Gather every line below that contains the word "distant" and copy each one out in full.

——————————

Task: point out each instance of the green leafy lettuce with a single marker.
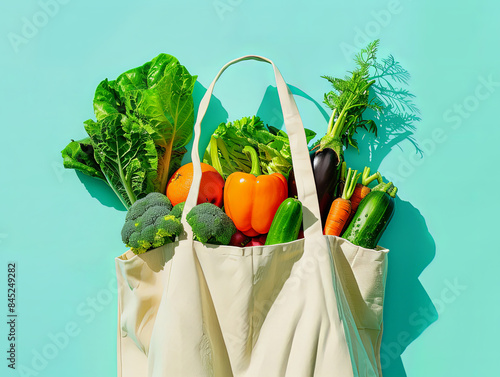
(144, 119)
(225, 149)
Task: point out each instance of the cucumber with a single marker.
(372, 217)
(286, 222)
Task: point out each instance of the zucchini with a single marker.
(372, 217)
(286, 222)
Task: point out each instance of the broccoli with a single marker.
(210, 224)
(151, 222)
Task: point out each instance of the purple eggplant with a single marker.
(326, 167)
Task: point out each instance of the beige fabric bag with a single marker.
(311, 307)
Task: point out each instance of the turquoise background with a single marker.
(62, 229)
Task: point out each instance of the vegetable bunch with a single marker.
(225, 150)
(144, 119)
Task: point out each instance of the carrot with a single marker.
(362, 189)
(341, 207)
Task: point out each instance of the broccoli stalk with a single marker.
(151, 222)
(210, 224)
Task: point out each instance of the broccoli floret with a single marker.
(150, 223)
(210, 224)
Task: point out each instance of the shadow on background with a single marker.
(270, 108)
(408, 309)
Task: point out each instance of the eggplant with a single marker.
(326, 167)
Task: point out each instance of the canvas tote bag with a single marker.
(311, 307)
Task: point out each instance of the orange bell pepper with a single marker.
(251, 200)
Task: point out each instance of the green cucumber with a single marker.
(372, 217)
(286, 222)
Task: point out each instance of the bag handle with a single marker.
(304, 177)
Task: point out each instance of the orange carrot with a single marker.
(341, 207)
(362, 189)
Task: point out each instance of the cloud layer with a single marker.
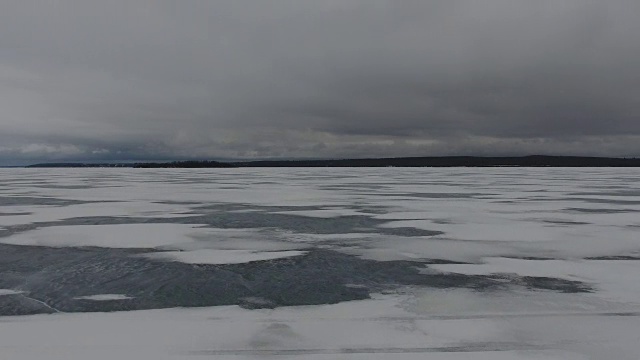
(336, 78)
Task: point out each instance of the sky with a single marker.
(254, 79)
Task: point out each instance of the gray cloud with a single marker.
(290, 78)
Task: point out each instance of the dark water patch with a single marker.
(57, 276)
(614, 257)
(245, 220)
(18, 304)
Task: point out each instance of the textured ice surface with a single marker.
(116, 236)
(496, 263)
(216, 256)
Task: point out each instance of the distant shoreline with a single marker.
(433, 161)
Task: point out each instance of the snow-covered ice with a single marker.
(577, 225)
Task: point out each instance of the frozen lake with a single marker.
(320, 263)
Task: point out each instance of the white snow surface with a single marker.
(116, 236)
(515, 221)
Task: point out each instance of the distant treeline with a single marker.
(454, 161)
(172, 164)
(436, 161)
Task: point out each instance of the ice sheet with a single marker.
(217, 256)
(104, 297)
(116, 236)
(379, 328)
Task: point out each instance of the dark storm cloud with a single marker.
(143, 79)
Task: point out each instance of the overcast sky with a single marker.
(83, 80)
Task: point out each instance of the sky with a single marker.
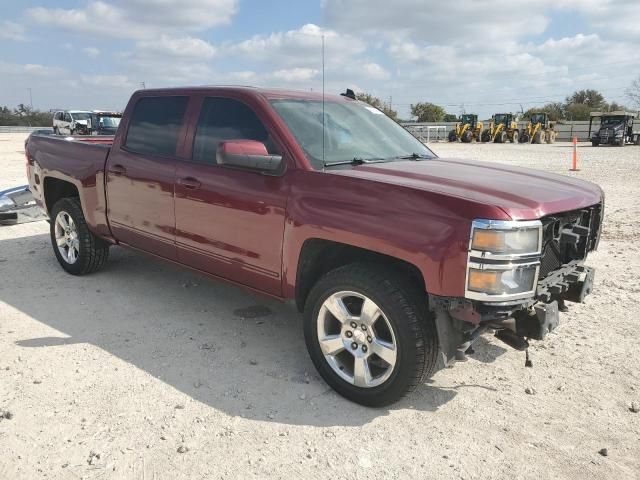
(477, 56)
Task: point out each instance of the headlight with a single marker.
(512, 281)
(504, 259)
(519, 241)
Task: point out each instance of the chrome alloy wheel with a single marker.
(357, 339)
(67, 237)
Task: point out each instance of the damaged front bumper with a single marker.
(460, 321)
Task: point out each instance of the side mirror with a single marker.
(248, 154)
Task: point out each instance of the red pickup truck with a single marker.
(395, 257)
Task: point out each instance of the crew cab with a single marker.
(394, 256)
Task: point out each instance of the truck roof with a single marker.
(611, 114)
(268, 93)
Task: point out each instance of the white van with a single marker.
(70, 122)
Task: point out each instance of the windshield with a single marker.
(612, 120)
(537, 118)
(81, 116)
(101, 121)
(353, 130)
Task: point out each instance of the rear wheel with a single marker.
(369, 334)
(77, 249)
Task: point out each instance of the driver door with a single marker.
(230, 221)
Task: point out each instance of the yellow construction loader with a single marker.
(467, 129)
(502, 127)
(539, 130)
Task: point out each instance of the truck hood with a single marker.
(522, 193)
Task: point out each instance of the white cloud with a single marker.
(137, 19)
(91, 51)
(29, 69)
(108, 81)
(295, 74)
(441, 22)
(169, 47)
(300, 47)
(12, 31)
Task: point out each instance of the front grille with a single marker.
(568, 237)
(550, 259)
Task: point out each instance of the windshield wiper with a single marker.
(355, 161)
(413, 156)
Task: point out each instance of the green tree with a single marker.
(555, 110)
(377, 103)
(578, 111)
(428, 112)
(613, 106)
(592, 98)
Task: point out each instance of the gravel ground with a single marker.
(144, 370)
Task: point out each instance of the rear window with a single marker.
(155, 125)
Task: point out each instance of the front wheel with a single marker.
(77, 249)
(369, 334)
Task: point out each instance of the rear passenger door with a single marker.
(141, 172)
(229, 221)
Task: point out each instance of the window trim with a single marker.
(181, 130)
(201, 97)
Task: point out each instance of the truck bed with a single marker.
(78, 160)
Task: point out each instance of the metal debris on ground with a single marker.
(18, 206)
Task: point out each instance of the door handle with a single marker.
(189, 182)
(117, 170)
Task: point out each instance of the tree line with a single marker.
(576, 106)
(24, 116)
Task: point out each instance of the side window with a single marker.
(155, 125)
(226, 119)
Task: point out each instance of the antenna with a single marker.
(323, 119)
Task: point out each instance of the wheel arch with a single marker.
(320, 256)
(55, 189)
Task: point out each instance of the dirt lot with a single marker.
(144, 370)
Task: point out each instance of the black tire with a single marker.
(406, 309)
(92, 252)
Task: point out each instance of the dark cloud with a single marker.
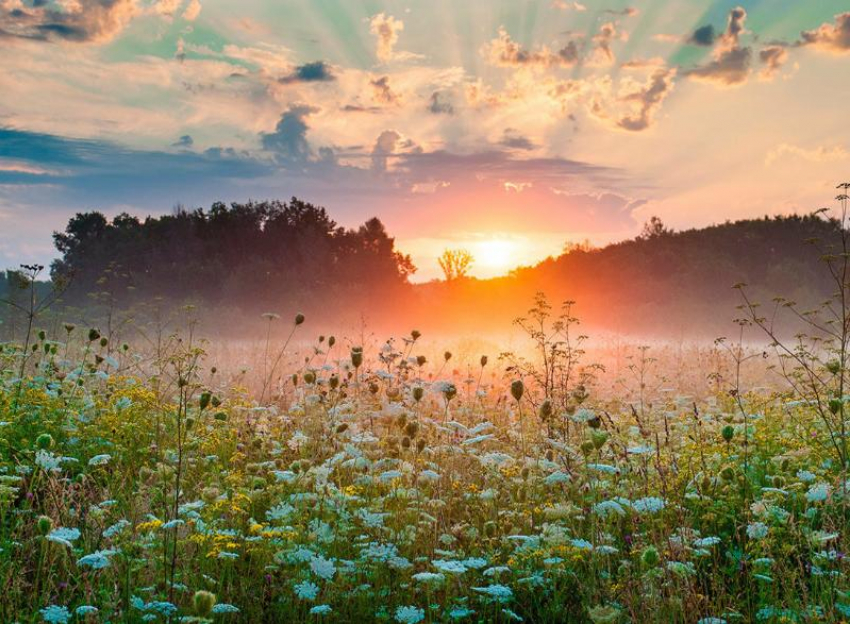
(703, 36)
(318, 71)
(647, 100)
(88, 21)
(382, 93)
(514, 139)
(730, 64)
(184, 141)
(439, 105)
(505, 52)
(288, 142)
(830, 37)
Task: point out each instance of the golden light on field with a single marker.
(495, 254)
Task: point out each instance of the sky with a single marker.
(507, 128)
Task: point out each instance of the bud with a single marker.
(204, 601)
(356, 356)
(649, 557)
(598, 437)
(517, 390)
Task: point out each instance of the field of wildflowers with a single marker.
(350, 483)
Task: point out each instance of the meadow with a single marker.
(341, 481)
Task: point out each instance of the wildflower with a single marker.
(457, 613)
(321, 610)
(757, 530)
(604, 614)
(55, 614)
(307, 590)
(223, 607)
(203, 602)
(818, 492)
(452, 567)
(115, 529)
(500, 593)
(650, 504)
(323, 568)
(64, 536)
(409, 615)
(96, 560)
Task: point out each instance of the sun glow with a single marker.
(495, 254)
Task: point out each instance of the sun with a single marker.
(496, 253)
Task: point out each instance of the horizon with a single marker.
(542, 123)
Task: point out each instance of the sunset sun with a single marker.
(495, 254)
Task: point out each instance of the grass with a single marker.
(146, 486)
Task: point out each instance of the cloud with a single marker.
(82, 21)
(505, 52)
(386, 29)
(390, 143)
(184, 141)
(288, 142)
(730, 65)
(193, 10)
(645, 101)
(703, 36)
(439, 105)
(830, 37)
(817, 154)
(644, 63)
(602, 52)
(772, 58)
(317, 71)
(382, 93)
(567, 6)
(514, 139)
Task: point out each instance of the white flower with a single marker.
(757, 530)
(650, 504)
(307, 590)
(409, 615)
(323, 568)
(819, 492)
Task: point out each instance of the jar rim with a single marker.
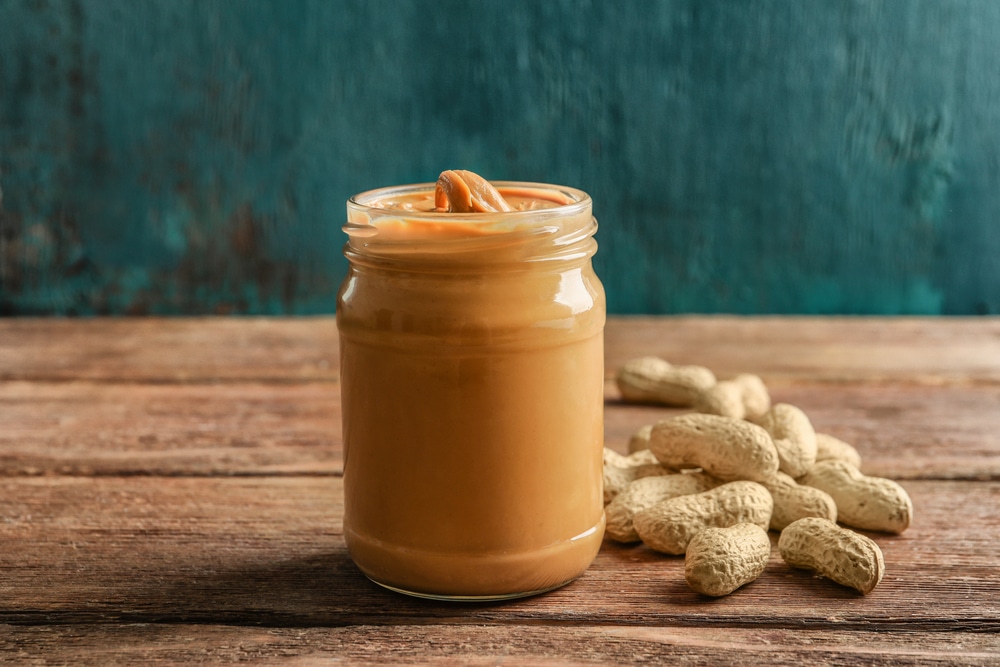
(577, 201)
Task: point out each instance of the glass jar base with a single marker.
(471, 598)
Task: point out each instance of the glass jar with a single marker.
(472, 366)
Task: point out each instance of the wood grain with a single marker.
(252, 428)
(832, 350)
(169, 349)
(171, 491)
(490, 644)
(270, 551)
(243, 428)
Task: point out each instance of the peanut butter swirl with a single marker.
(461, 191)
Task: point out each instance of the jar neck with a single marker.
(382, 232)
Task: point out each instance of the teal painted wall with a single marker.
(781, 156)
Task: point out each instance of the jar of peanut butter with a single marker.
(471, 350)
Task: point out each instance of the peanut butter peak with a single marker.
(461, 191)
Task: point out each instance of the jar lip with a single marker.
(576, 200)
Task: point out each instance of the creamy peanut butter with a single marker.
(472, 387)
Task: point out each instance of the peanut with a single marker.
(644, 493)
(640, 439)
(620, 471)
(868, 503)
(461, 191)
(726, 448)
(654, 380)
(846, 557)
(831, 448)
(669, 525)
(633, 460)
(793, 501)
(793, 437)
(720, 560)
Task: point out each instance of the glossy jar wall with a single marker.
(471, 351)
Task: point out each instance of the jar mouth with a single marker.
(562, 226)
(566, 201)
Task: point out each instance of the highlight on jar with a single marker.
(471, 328)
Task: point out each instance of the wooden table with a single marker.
(170, 492)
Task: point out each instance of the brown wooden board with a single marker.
(251, 428)
(489, 644)
(817, 349)
(270, 551)
(169, 349)
(170, 492)
(814, 349)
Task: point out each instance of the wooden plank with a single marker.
(168, 349)
(83, 428)
(832, 350)
(478, 644)
(269, 551)
(930, 351)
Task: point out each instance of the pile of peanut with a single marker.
(709, 484)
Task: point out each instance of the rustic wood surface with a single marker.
(170, 492)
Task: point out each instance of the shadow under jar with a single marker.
(471, 351)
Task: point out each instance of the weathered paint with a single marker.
(772, 156)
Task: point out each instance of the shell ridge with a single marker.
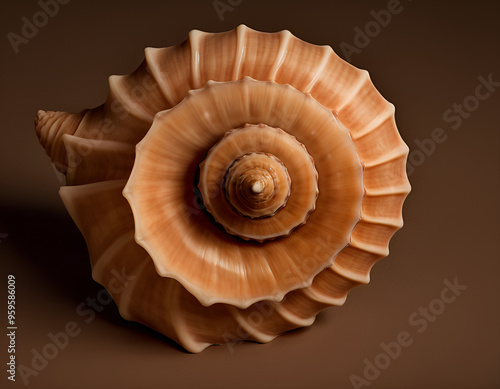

——————————

Solution for this problem =
Task: point out each instance of the distant shoreline with a single marker.
Task: point out each instance of the distant treeline with a single marker.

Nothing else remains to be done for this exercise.